• **Short problem 1**: Repeat everything in the forum thread from "With my own" down to "complex anytime soon.".

With my own OMC, the high level of non payers is forcing cut backs in maintenance.  20% of unit owners are not paying, with a lot of these owing several years in fees.  There isn't any improvement year on year.

Some fees will only be recovered when units are sold, I can't see the 150 non-paying units being sold in my complex anytime soon.

That clamping of vehicles sounds like a possibility.


----------



## PinkElf

Joe_90 said:


> Thread title
> 
> 
> I interpreted this as you blaming the directors - if not the directors then who?



*sigh*. Not looking to get in an argument with you. Forget it. Thank you!


----------



## Bronte

PinkElf said:


> In the meantime we would ask that your tenant monitors the leak closely.
> 
> "


 
I've only seen this thread now and all I can say is OMG   Another reason to stay away from 'managed' estates.


----------



## Bronte

PinkElf said:


> *sigh*. Not looking to get in an argument with you. Forget it. Thank you!


 
Relax it's just the way he read it.  

Do you know where the leak is, would you be willing to pay for it to be fixed?  Is the location easily reached?


----------



## Leo

Bronte said:


> Do you know where the leak is, would you be willing to pay for it to be fixed?  Is the location easily reached?



I wouldn't recommend that approach. That could leave the OP liable for significant costs if they undertook unauthorised work on property that does not belong to them.


----------



## Bronte

Leo said:


> I wouldn't recommend that approach. That could leave the OP liable for significant costs if they undertook unauthorised work on property that does not belong to them.


 
I'm sorry Leo I take a different view.  If a leak is allowed to get worse it will do serious damage, then he'll have no tenants and no income and be in a lot more trouble.


----------



## Leo

Bronte said:


> I'm sorry Leo I take a different view.  If a leak is allowed to get worse it will do serious damage, then he'll have no tenants and no income and be in a lot more trouble.

• **A run of records**:
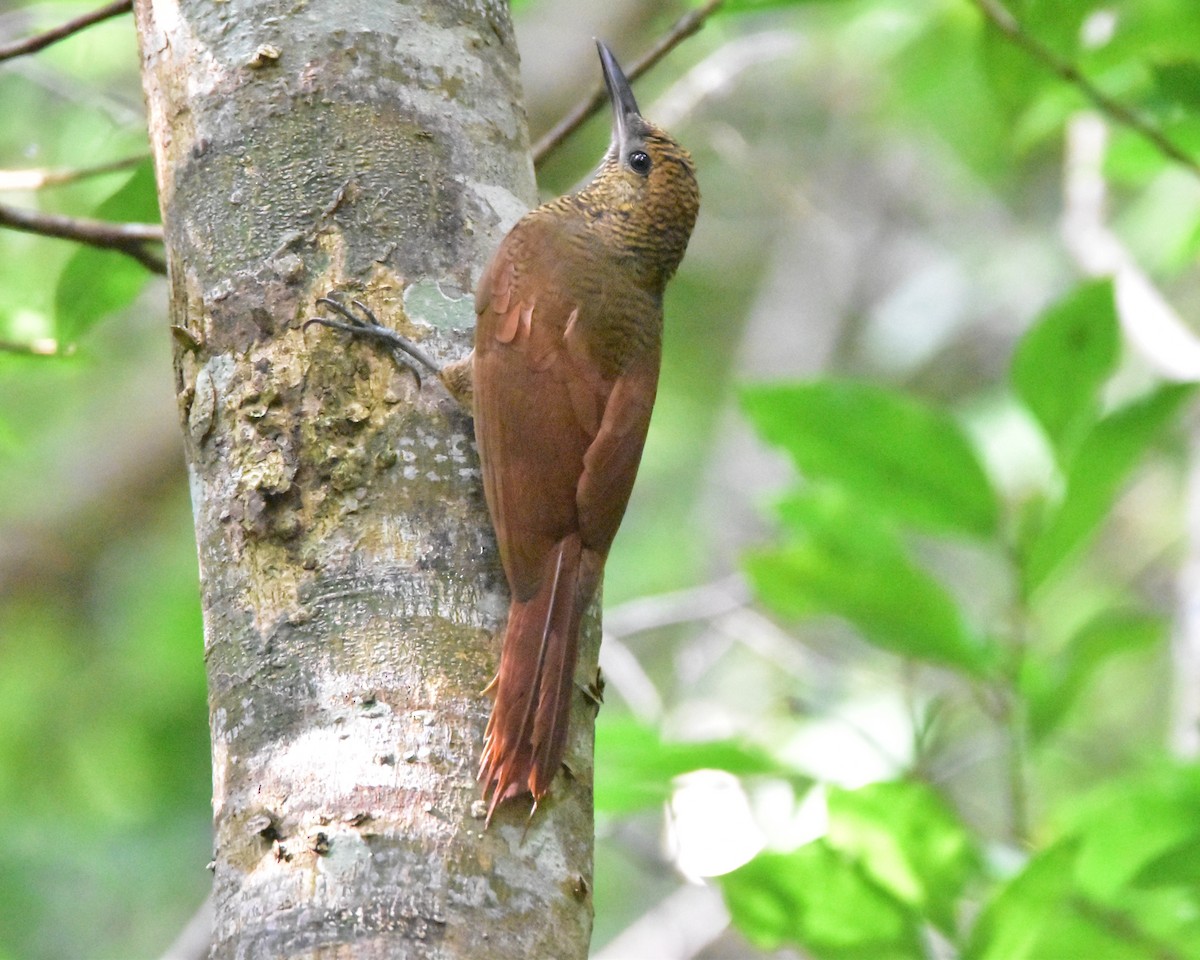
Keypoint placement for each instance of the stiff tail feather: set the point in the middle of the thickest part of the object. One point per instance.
(527, 732)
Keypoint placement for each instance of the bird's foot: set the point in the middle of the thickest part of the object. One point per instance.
(364, 324)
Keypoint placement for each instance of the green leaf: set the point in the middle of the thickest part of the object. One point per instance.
(1126, 825)
(636, 767)
(1175, 867)
(905, 459)
(1041, 915)
(909, 841)
(1063, 360)
(1098, 471)
(844, 561)
(1053, 689)
(1087, 897)
(819, 899)
(97, 282)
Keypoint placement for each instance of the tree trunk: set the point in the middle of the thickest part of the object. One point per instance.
(352, 592)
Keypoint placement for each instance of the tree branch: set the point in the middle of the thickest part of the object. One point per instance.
(125, 238)
(684, 28)
(37, 42)
(48, 177)
(1007, 24)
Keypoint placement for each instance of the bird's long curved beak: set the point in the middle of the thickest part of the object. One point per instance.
(621, 94)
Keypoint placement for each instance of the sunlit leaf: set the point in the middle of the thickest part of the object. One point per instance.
(909, 841)
(905, 459)
(636, 767)
(1180, 82)
(1125, 825)
(1042, 915)
(841, 559)
(97, 282)
(1063, 360)
(1053, 689)
(1099, 469)
(821, 900)
(1087, 893)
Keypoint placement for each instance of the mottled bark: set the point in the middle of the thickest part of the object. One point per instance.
(352, 593)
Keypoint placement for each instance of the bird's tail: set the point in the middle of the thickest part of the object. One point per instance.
(527, 732)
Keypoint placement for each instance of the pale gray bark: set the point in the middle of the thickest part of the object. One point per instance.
(352, 593)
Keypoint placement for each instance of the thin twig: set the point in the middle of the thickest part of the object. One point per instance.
(1003, 21)
(39, 41)
(684, 28)
(125, 238)
(37, 178)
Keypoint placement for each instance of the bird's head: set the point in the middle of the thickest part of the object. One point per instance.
(647, 181)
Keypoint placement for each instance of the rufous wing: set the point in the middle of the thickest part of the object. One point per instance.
(559, 436)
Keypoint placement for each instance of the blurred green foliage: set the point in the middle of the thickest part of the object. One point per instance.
(900, 861)
(1015, 611)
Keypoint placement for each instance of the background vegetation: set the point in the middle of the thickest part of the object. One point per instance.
(901, 649)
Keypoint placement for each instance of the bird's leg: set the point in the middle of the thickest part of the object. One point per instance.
(364, 324)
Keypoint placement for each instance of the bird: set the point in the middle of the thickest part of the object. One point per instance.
(562, 383)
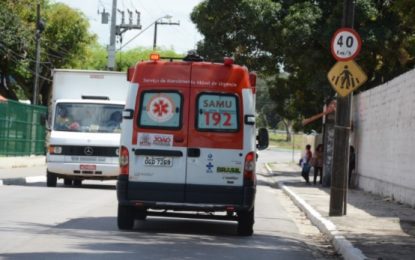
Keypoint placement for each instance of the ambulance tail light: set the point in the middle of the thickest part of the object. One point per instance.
(252, 81)
(130, 73)
(249, 169)
(124, 161)
(154, 56)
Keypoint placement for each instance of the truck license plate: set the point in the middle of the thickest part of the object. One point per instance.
(158, 161)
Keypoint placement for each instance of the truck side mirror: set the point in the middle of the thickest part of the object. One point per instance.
(44, 120)
(262, 138)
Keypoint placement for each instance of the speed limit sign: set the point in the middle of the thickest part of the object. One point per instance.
(345, 44)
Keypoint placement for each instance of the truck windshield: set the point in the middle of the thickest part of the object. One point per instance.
(92, 118)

• **Short problem 2**: Gather every line of the records that contains the word "leaf".

• **Task result 1**:
With my own OMC, the high level of non payers is forcing cut backs in maintenance.  20% of unit owners are not paying, with a lot of these owing several years in fees.  There isn't any improvement year on year.

Some fees will only be recovered when units are sold, I can't see the 150 non-paying units being sold in my complex anytime soon.

• **Task result 2**:
Keypoint placement for each instance of the green leaf: set the point in the middle of the thickest part of the object. One point per instance.
Keypoint placement for each instance of the sunlit leaf: set the point in the middle of the thickest part of the object. One point per instance.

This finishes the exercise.